:: Material for the task

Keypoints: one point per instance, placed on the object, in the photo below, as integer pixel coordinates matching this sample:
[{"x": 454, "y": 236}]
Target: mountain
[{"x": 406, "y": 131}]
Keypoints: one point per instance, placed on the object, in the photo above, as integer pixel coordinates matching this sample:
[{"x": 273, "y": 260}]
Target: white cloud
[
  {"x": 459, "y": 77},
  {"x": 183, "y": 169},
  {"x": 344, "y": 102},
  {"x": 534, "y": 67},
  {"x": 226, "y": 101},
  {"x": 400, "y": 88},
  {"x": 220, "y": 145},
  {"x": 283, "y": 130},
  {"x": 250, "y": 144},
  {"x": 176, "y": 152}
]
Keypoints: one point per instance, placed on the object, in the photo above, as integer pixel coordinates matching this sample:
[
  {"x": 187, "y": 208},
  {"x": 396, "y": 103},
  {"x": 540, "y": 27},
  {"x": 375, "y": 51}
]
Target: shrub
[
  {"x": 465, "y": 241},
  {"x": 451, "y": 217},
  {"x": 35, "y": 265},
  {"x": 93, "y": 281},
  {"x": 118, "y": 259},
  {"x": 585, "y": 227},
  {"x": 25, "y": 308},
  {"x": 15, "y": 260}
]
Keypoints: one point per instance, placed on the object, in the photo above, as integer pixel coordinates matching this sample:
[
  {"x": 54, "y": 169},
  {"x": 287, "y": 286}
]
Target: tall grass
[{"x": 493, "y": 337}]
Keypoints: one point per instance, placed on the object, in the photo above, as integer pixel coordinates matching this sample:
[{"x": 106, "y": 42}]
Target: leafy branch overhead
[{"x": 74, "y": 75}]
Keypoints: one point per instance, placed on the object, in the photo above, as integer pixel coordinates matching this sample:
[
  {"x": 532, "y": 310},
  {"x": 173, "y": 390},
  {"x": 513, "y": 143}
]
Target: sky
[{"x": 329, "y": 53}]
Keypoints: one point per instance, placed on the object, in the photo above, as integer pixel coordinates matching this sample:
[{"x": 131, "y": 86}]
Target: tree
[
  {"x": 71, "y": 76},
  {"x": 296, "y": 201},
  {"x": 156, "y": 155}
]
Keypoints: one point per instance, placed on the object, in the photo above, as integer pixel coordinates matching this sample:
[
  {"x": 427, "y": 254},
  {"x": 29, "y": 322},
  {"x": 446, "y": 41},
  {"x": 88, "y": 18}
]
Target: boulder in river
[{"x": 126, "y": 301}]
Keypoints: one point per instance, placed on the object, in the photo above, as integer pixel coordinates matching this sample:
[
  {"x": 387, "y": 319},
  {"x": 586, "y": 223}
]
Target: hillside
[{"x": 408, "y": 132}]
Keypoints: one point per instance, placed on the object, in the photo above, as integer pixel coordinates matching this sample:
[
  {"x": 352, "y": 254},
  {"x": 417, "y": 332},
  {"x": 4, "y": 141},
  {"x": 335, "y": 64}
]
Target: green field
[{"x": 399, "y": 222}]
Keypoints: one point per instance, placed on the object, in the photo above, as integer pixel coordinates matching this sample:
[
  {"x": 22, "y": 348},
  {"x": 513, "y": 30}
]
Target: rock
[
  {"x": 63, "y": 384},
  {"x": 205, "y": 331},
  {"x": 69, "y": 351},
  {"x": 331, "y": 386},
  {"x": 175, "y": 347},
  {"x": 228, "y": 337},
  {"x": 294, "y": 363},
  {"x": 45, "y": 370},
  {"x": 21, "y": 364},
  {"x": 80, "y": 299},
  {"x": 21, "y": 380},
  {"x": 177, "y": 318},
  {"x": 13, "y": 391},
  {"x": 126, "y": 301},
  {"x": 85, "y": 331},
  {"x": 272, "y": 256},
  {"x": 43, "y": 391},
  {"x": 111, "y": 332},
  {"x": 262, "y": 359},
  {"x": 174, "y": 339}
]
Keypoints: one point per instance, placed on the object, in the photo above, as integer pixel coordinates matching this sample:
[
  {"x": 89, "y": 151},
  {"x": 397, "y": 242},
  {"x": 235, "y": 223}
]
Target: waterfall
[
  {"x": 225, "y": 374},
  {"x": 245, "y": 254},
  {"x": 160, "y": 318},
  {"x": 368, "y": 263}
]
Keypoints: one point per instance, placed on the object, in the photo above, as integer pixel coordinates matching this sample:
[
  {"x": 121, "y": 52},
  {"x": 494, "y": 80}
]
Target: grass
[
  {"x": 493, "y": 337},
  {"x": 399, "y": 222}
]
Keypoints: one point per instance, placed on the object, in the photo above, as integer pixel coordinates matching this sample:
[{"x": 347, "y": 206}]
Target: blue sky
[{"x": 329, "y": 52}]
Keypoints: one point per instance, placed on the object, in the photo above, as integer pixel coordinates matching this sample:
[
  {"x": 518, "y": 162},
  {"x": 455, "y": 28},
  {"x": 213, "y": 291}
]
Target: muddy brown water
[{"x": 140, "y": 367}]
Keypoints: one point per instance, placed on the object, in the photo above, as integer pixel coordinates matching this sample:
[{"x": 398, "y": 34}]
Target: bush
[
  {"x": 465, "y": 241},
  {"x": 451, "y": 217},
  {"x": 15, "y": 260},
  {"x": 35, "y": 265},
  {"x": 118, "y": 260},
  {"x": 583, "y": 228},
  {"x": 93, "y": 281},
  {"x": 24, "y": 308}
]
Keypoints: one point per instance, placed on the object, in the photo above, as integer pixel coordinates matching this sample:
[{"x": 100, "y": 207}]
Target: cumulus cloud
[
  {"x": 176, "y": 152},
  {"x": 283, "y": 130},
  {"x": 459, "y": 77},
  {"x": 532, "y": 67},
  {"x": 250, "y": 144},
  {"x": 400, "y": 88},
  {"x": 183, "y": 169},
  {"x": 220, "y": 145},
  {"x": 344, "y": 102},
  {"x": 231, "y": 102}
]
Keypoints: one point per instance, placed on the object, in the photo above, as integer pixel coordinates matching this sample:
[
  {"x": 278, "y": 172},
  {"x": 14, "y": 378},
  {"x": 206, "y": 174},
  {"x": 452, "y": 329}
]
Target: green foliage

::::

▸ Task
Print out the data exactly once more.

▸ Task output
Keypoints: one point per instance, placed on the object, in the photo below, as integer pixel coordinates matching this sample:
[{"x": 454, "y": 236}]
Target: mountain
[{"x": 406, "y": 131}]
Keypoints: one point per instance, placed on the object, in the photo above, as integer pixel coordinates matching this sample:
[{"x": 273, "y": 260}]
Target: white cloud
[
  {"x": 459, "y": 77},
  {"x": 183, "y": 169},
  {"x": 344, "y": 102},
  {"x": 534, "y": 67},
  {"x": 226, "y": 101},
  {"x": 400, "y": 88},
  {"x": 220, "y": 145},
  {"x": 283, "y": 130},
  {"x": 250, "y": 144},
  {"x": 176, "y": 152}
]
Keypoints: one point per instance, placed on the object, in the photo above, as integer pixel coordinates matching this sample:
[
  {"x": 187, "y": 208},
  {"x": 396, "y": 103},
  {"x": 540, "y": 27},
  {"x": 375, "y": 51}
]
Target: shrub
[
  {"x": 465, "y": 241},
  {"x": 451, "y": 217},
  {"x": 35, "y": 265},
  {"x": 93, "y": 281},
  {"x": 118, "y": 259},
  {"x": 585, "y": 227},
  {"x": 25, "y": 308},
  {"x": 15, "y": 260}
]
Keypoints: one point per instance, placed on the object, in the photo above, as integer pixel coordinates matching this sample:
[
  {"x": 54, "y": 169},
  {"x": 287, "y": 286}
]
Target: tall grass
[{"x": 493, "y": 337}]
Keypoints: one point per instance, placed on the object, in the photo above, as integer pixel coordinates matching this sample:
[{"x": 106, "y": 42}]
Target: leafy branch overhead
[{"x": 74, "y": 75}]
Keypoints: one point per instance, placed on the object, in the photo above, as integer pixel coordinates matching this sample:
[
  {"x": 532, "y": 310},
  {"x": 173, "y": 390},
  {"x": 513, "y": 143}
]
Target: sky
[{"x": 329, "y": 53}]
Keypoints: one point per instance, placed on the object, in the photo above, as integer pixel coordinates matching this sample:
[{"x": 131, "y": 86}]
Target: tree
[
  {"x": 71, "y": 76},
  {"x": 296, "y": 201},
  {"x": 156, "y": 155}
]
Keypoints: one point per instance, placed on the object, in the photo above, as integer pixel coordinates matching this sample:
[
  {"x": 427, "y": 254},
  {"x": 29, "y": 322},
  {"x": 446, "y": 41},
  {"x": 88, "y": 18}
]
Target: boulder in river
[{"x": 126, "y": 301}]
Keypoints: one point per instance, placed on the object, in the photo above, as integer pixel coordinates matching this sample:
[
  {"x": 387, "y": 319},
  {"x": 586, "y": 223}
]
Target: hillside
[{"x": 408, "y": 132}]
Keypoints: one point per instance, placed on the object, in the photo above, as integer pixel coordinates matching this sample:
[
  {"x": 352, "y": 254},
  {"x": 417, "y": 332},
  {"x": 4, "y": 141},
  {"x": 335, "y": 64}
]
Target: green field
[{"x": 399, "y": 222}]
Keypoints: one point per instance, placed on the object, in the photo above, as integer pixel coordinates matching this sample:
[
  {"x": 22, "y": 348},
  {"x": 513, "y": 30}
]
Target: rock
[
  {"x": 63, "y": 384},
  {"x": 205, "y": 331},
  {"x": 69, "y": 351},
  {"x": 331, "y": 386},
  {"x": 175, "y": 347},
  {"x": 228, "y": 337},
  {"x": 294, "y": 363},
  {"x": 45, "y": 370},
  {"x": 21, "y": 364},
  {"x": 80, "y": 299},
  {"x": 21, "y": 380},
  {"x": 177, "y": 318},
  {"x": 13, "y": 391},
  {"x": 126, "y": 301},
  {"x": 85, "y": 331},
  {"x": 272, "y": 256},
  {"x": 43, "y": 391},
  {"x": 111, "y": 332},
  {"x": 262, "y": 359},
  {"x": 174, "y": 339}
]
Keypoints: one point per instance, placed on the object, in the photo above, as integer pixel coordinates matching this sample:
[
  {"x": 89, "y": 151},
  {"x": 397, "y": 242},
  {"x": 235, "y": 223}
]
Target: waterfall
[
  {"x": 225, "y": 374},
  {"x": 245, "y": 254},
  {"x": 160, "y": 318},
  {"x": 368, "y": 263}
]
Keypoints: one point per instance, placed on the object, in the photo above, as integer pixel coordinates matching this sample:
[
  {"x": 121, "y": 52},
  {"x": 494, "y": 80}
]
Target: grass
[
  {"x": 493, "y": 337},
  {"x": 399, "y": 222}
]
Keypoints: one point per instance, placed on the object, in the photo above, as integer pixel coordinates matching this sample:
[{"x": 347, "y": 206}]
Target: blue sky
[{"x": 329, "y": 52}]
Keypoints: one point per instance, placed on the object, in the photo above, as integer pixel coordinates matching this sample:
[
  {"x": 518, "y": 162},
  {"x": 455, "y": 28},
  {"x": 213, "y": 291}
]
Target: muddy brown water
[{"x": 140, "y": 367}]
Keypoints: one point per instance, placed on the object, in the photo above, as integer pixel coordinates matching this sample:
[{"x": 398, "y": 34}]
Target: bush
[
  {"x": 465, "y": 241},
  {"x": 451, "y": 217},
  {"x": 15, "y": 260},
  {"x": 35, "y": 265},
  {"x": 118, "y": 260},
  {"x": 583, "y": 228},
  {"x": 93, "y": 281},
  {"x": 24, "y": 308}
]
Keypoints: one point per instance, placed on the object, in the photo above, as integer pixel coordinates matching this sample:
[{"x": 100, "y": 207}]
Target: cumulus cloud
[
  {"x": 176, "y": 152},
  {"x": 283, "y": 130},
  {"x": 459, "y": 77},
  {"x": 532, "y": 67},
  {"x": 250, "y": 144},
  {"x": 400, "y": 88},
  {"x": 183, "y": 169},
  {"x": 220, "y": 145},
  {"x": 344, "y": 102},
  {"x": 231, "y": 102}
]
Keypoints: one point per instance, placed on the object, in the photo above, as integer pixel coordinates matching this sample:
[
  {"x": 278, "y": 172},
  {"x": 14, "y": 378},
  {"x": 206, "y": 174},
  {"x": 452, "y": 329}
]
Target: green foliage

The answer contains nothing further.